:: Text excerpt
- The Washington Times - Monday, May 5, 2008


Weekend quieter with police initiative

Police Chief Cathy L. Lanier called the weekend quiet after the department’s latest All Hands on Deck initiative.

Chief Lanier was on patrol herself Saturday night. Despite a recent spike in homicides in parts of Northeast, she said other types of crime are down.

The chief had all available officers on patrol for the weekend to emphasize community policing. She said the department is getting positive feedback from the public.

A weekend earlier, a spike in violent crime left four people dead and 11 wounded over a three-day span.

There was a fatal stabbing early yesterday in a usually quiet area on Vermont Avenue Northwest, just blocks from the White House. Police said Biniam Gebretesus, 24, of Philadelphia, was killed near a bank ATM. Another person was stabbed and was in critical condition.

Investigators said there might have been some kind of argument before the attacks.



Man fatally shot in sixth homicide

A 31-year-old man was fatally shot Saturday afternoon, the city’s sixth homicide of the year.

Police found Michael Thompson behind a house on Pleasant Street. He had suffered at least one gunshot wound and was pronounced dead at the scene.

Mr. Thompson’s wife, Ga’Juanah Holland-Thompson, told the Baltimore Examiner that her husband was about to mark the one-year anniversary of his release from jail. She said he had been through hard times but was turning his life around after being charged with handgun possession and assault.

Annapolis is in danger of surpassing last year’s record total of eight homicides. Last month, Mayor Ellen O. Moyer announced new leadership for the police department in an effort to stem the violence. Michael Pristoop, a former Baltimore police officer, is serving as interim chief.


Two people killed in weekend incidents

A man and a woman were killed over the weekend, one in Langley Park and one in Edmonston, Prince George’s County police said.

At about 7:15 p.m. Friday, police found a man with stab wounds to the upper body in the 8000 block of Riggs Road in Langley Park. The unidentified victim died later at a hospital.
::::
:: Input data
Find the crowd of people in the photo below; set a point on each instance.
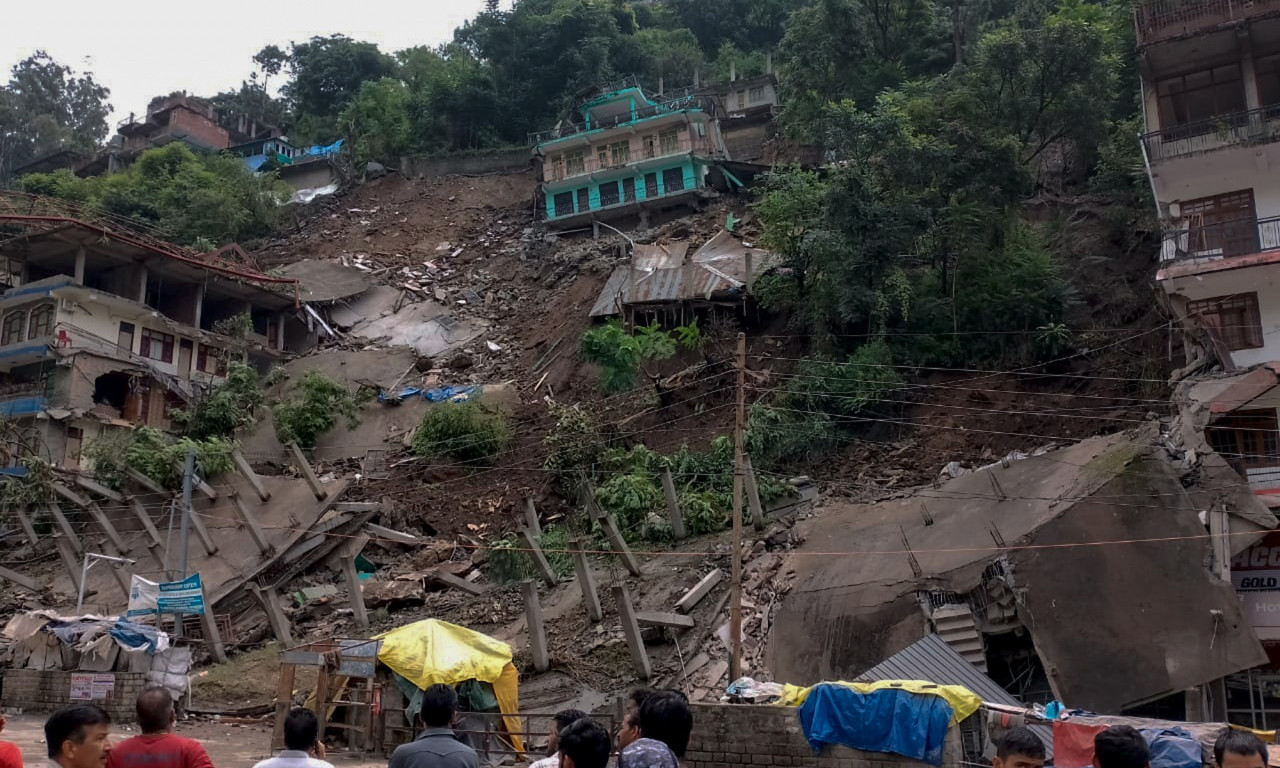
::::
Explore the material
(1) Answer these questions using the crime news briefs.
(a) Who is serving as interim chief of the Annapolis police department?
(b) How old was the man killed near a bank ATM on Vermont Avenue Northwest?
(c) In what block and on what road did police find the man with stab wounds on Friday?
(2) Reproduce the crime news briefs word for word, starting at "Man fatally shot" and ending at "as interim chief.".
(3) Resume the crime news briefs after their last sentence.

Responses to the tasks
(1)
(a) Michael Pristoop
(b) 24
(c) The 8000 block of Riggs Road, in Langley Park

(2)
Man fatally shot in sixth homicide

A 31-year-old man was fatally shot Saturday afternoon, the city’s sixth homicide of the year.

Police found Michael Thompson behind a house on Pleasant Street. He had suffered at least one gunshot wound and was pronounced dead at the scene.

Mr. Thompson’s wife, Ga’Juanah Holland-Thompson, told the Baltimore Examiner that her husband was about to mark the one-year anniversary of his release from jail. She said he had been through hard times but was turning his life around after being charged with handgun possession and assault.

Annapolis is in danger of surpassing last year’s record total of eight homicides. Last month, Mayor Ellen O. Moyer announced new leadership for the police department in an effort to stem the violence. Michael Pristoop, a former Baltimore police officer, is serving as interim chief.

(3)
Officers from the town of Edmonston found a woman with gun shot wounds to the upper body at about 5:45 a.m. Saturday in the 5000 block of Buchannon Street. The victim was pronounced dead on the scene, and the investigation was handed over to the Prince George’s homicide unit. Investigators said yesterday that they have no motive or suspect.


Mayor dies of heart attack

Mayor Tom Cardinale died of a heart attack Saturday afternoon at his home, a town official said. He was 69.

Mr. Cardinale was a Baltimore native and a former teacher and construction company president. In 2004, just a few years after moving to Berlin, he was elected mayor, defeating incumbent Rex Hailey with 78 percent of the vote. He was planning to run for a second term this fall.

In the days after he was sworn in, Mr. Cardinale walked through town talking to residents and jotting down their questions and ideas on a notepad.

Berlin council Vice President Gee Williams will serve as interim mayor. Town elections will be held in October.



Catfish growing in James River

Blue catfish are becoming much bigger and more plentiful on the James River.

Whether that is a good thing is an open question.

On one hand, there is the economic impact. State fisheries biologist Bob Greenlee estimates that anglers spend more than $2 million a year in pursuit of blue cats.

But then there is the impact on other fish species. A Virginia Commonwealth University (VCU) fish ecologist fears the big blues are crowding out other valuable species, including largemouth bass, white catfish, channel catfish, blue crabs and shad.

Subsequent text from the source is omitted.